# START OF RECORDED DATA

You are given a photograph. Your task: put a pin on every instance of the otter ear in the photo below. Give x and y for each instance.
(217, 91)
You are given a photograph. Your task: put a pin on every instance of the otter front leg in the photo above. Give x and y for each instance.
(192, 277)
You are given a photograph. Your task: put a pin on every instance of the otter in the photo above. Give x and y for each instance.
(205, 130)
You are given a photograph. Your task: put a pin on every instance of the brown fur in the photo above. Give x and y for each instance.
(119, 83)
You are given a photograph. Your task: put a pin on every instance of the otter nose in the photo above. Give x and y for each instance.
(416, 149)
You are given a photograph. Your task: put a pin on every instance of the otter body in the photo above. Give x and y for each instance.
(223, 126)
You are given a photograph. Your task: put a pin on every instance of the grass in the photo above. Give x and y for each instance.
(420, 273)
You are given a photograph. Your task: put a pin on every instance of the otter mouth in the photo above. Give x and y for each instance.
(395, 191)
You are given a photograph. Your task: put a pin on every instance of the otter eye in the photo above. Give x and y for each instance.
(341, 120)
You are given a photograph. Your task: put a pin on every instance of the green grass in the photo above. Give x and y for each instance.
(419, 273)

# END OF RECORDED DATA
# START OF RECORDED DATA

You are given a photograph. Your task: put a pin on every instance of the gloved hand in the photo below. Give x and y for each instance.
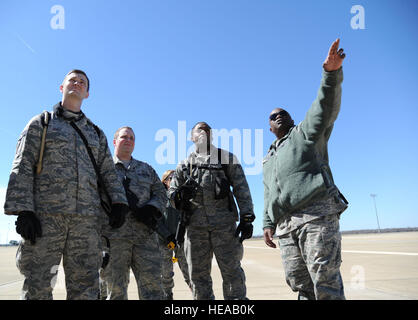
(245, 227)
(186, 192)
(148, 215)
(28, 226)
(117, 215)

# END OF RECORDED DATA
# START OF RECORDED DATA

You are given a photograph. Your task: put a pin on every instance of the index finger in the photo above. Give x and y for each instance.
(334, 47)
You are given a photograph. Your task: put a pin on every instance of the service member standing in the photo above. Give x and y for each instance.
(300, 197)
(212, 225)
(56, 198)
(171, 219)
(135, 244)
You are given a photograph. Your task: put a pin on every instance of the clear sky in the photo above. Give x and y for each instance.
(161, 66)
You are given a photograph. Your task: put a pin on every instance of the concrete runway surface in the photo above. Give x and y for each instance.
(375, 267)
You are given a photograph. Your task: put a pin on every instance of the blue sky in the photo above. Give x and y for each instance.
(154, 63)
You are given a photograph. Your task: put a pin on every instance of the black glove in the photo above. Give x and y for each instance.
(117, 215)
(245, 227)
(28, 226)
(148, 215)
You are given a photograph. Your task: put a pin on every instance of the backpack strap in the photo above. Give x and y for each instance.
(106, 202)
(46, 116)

# END OF RECORDED DATA

### WHAT YOU ARE ASKED TO DO
How many lines in the records above contain the string "below"? Case counts. Reply with the number alone.

### THE RESPONSE
2